--- Task item ---
Decide whether each statement agrees with the text on feeding beef cattle below. Answer yes or no for each and quote the words of the text that decide it.
1. Cereal prices have risen over the past year.
2. The first cut of grass silage averaged 10.5ME across the country.
3. Tests found low starch levels in maize silage.

Beef farmers are being advised to feed cereals while they can and save silage for next year as the price of bought-in cereals is the closest to silage production it has ever been.
Cereal prices have fallen over the past year, getting close to the £80/t of dry matter price tag for producing grass silage.
Don’t be afraid to feed concentrates and get cattle away sooner – it will use less total feed, says ruminant nutritionist Pete Kelly from Kelly Farm Consulting.
The variable quality of this year’s first- and second-grass cuts may mean farmers will be disappointed when they open up the clamps and start feeding, he adds.
“The first cut averaged 10.5ME across the country and the second cut averaged 10.6ME, but there was more variation across the country and a lot was significantly better than the first cut, making 11ME,” he says.
While a month ago there were concerns about the quality of maize silage, these worries have so far proven unfounded, with starch levels of 30%. The crop, though tall, does not appear to have diluted the starch content. The fibre element is high but the crops were cut green and dry, says Mr Kelly.

--- Exercise data ---
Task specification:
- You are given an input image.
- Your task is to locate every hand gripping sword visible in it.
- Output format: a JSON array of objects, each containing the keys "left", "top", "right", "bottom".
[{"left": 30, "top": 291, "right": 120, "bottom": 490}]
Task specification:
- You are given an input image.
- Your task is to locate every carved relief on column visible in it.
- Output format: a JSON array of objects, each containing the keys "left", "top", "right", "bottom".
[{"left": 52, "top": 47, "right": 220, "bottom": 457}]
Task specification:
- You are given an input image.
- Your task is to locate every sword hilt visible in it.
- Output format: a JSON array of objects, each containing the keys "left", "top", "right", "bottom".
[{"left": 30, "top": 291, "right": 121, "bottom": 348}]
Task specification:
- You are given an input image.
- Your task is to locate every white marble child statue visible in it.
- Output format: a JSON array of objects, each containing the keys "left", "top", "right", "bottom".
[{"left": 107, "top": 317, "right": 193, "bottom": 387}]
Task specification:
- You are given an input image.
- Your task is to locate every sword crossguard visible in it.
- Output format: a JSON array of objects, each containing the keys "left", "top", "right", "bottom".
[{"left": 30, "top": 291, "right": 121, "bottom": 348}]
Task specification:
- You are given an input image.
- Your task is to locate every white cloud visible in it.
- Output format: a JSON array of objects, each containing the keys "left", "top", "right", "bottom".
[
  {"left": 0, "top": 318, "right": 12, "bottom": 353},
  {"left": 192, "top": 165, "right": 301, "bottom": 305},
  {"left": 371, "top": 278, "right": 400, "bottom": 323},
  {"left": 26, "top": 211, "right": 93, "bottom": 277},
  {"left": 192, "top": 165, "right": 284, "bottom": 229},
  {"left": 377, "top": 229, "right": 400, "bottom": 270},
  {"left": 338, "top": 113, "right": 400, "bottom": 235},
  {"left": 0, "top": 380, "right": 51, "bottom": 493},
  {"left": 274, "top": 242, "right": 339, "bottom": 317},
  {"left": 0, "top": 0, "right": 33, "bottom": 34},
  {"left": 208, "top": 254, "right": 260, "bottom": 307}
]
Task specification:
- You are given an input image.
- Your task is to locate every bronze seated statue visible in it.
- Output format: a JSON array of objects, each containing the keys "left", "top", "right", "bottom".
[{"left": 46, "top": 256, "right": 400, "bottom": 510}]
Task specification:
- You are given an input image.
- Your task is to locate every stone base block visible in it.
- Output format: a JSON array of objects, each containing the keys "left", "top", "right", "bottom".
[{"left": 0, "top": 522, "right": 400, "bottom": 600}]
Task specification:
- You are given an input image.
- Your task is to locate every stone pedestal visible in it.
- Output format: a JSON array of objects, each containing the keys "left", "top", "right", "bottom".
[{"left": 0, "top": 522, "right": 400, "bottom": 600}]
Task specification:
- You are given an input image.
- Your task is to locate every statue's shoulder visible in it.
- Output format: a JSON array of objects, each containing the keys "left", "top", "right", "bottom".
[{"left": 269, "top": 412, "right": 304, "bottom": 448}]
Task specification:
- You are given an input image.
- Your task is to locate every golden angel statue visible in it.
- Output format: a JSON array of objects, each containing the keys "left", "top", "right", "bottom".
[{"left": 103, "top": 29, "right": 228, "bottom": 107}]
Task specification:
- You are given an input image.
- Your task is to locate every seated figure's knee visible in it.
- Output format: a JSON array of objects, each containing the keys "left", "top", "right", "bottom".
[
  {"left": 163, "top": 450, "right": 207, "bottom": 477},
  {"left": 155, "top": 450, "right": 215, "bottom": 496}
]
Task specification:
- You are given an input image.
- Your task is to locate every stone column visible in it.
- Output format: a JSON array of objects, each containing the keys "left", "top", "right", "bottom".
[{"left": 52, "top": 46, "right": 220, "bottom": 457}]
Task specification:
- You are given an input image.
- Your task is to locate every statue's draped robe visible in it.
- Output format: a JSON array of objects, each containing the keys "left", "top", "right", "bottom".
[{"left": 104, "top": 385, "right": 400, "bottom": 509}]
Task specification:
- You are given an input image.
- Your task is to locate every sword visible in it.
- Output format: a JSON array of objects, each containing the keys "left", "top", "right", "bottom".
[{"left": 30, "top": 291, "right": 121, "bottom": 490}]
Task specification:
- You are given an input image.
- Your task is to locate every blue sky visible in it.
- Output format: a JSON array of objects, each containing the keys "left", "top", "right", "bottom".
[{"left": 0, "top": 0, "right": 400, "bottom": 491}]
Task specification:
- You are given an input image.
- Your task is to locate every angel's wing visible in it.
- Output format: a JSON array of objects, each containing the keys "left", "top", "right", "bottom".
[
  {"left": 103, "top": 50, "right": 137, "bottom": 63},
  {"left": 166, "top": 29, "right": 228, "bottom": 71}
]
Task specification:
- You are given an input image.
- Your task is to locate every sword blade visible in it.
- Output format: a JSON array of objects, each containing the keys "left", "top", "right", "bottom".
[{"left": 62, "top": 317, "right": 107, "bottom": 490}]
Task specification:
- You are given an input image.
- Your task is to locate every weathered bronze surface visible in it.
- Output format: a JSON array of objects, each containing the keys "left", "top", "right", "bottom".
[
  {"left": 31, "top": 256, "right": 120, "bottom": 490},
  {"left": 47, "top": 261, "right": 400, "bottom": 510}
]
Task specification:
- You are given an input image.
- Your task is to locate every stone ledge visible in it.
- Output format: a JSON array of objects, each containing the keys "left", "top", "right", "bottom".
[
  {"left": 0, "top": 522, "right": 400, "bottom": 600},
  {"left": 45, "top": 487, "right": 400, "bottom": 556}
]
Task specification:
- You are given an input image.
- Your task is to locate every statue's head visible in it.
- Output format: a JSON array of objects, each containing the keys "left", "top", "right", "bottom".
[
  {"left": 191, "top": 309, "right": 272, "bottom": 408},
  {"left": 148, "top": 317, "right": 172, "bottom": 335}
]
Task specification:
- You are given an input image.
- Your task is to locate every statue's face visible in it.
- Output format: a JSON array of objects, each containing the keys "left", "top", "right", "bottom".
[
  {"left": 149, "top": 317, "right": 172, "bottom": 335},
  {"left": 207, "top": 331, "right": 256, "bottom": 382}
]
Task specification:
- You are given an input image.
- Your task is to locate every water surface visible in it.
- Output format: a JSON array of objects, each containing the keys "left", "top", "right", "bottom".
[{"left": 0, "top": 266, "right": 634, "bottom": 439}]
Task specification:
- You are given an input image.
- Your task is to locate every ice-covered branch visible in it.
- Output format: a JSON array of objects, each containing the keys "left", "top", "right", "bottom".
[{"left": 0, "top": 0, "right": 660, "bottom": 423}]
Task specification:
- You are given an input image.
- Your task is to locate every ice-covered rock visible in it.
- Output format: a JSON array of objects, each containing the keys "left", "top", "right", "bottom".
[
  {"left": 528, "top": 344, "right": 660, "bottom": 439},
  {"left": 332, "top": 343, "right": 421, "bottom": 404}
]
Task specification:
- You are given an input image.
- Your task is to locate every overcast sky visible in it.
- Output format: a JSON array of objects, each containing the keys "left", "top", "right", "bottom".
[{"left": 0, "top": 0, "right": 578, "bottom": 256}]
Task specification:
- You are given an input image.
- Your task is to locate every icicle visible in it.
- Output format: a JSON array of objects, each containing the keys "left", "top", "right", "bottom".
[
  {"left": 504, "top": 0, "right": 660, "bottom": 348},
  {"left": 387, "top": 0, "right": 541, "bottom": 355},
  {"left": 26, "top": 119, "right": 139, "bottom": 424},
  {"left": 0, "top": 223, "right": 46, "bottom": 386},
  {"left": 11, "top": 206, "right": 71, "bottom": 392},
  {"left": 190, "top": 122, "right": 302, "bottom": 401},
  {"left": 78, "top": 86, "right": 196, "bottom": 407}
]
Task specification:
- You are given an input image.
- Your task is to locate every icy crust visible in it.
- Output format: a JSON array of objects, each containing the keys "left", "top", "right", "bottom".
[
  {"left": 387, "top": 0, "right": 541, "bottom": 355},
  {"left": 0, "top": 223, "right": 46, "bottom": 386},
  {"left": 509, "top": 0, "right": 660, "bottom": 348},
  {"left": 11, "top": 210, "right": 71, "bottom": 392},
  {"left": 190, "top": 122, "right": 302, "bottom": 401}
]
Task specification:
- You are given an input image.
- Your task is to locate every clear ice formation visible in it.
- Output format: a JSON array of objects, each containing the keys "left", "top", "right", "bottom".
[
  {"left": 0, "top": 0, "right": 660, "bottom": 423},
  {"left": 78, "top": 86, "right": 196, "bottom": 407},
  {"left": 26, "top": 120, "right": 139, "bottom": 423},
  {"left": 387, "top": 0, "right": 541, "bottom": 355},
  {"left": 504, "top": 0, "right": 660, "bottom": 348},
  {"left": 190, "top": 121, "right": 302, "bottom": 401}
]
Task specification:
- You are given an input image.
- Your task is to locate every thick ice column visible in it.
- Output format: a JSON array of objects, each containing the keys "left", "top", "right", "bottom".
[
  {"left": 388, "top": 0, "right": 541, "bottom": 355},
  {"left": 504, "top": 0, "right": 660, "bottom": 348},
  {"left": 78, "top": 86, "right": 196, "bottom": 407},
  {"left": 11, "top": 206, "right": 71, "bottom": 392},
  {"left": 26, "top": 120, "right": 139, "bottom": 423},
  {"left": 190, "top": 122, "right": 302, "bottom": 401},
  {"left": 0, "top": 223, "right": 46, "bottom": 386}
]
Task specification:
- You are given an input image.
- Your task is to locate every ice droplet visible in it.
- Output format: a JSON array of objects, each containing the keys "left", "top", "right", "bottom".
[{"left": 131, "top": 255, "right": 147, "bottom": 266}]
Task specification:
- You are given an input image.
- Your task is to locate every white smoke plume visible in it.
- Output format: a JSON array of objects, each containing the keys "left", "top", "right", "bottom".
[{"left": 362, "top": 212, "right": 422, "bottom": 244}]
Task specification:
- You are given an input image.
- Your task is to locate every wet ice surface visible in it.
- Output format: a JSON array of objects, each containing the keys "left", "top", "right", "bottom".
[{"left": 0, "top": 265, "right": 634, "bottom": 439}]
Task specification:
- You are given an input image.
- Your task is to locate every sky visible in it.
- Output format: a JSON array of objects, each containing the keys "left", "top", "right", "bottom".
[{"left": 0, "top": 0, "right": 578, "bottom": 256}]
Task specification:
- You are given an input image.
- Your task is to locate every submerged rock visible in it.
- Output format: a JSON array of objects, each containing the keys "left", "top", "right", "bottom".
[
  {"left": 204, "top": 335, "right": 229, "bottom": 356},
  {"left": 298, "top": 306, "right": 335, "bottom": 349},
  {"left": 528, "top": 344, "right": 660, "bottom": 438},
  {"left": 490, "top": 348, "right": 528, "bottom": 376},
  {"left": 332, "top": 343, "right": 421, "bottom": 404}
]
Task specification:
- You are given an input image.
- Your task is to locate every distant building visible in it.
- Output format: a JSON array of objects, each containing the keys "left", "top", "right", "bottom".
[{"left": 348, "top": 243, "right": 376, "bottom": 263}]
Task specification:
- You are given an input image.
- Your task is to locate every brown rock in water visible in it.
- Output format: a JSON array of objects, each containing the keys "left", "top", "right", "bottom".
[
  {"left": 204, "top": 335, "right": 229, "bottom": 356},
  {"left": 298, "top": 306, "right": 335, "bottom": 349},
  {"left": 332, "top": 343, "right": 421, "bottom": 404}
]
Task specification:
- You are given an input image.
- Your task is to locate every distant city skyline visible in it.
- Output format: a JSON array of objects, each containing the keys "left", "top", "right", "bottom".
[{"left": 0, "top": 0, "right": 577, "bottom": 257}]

--- Response to the exercise ---
1. No: "Cereal prices have fallen over the past year"
2. Yes: "The first cut averaged 10.5ME across the country"
3. No: "these worries have so far proven unfounded, with starch levels of 30%"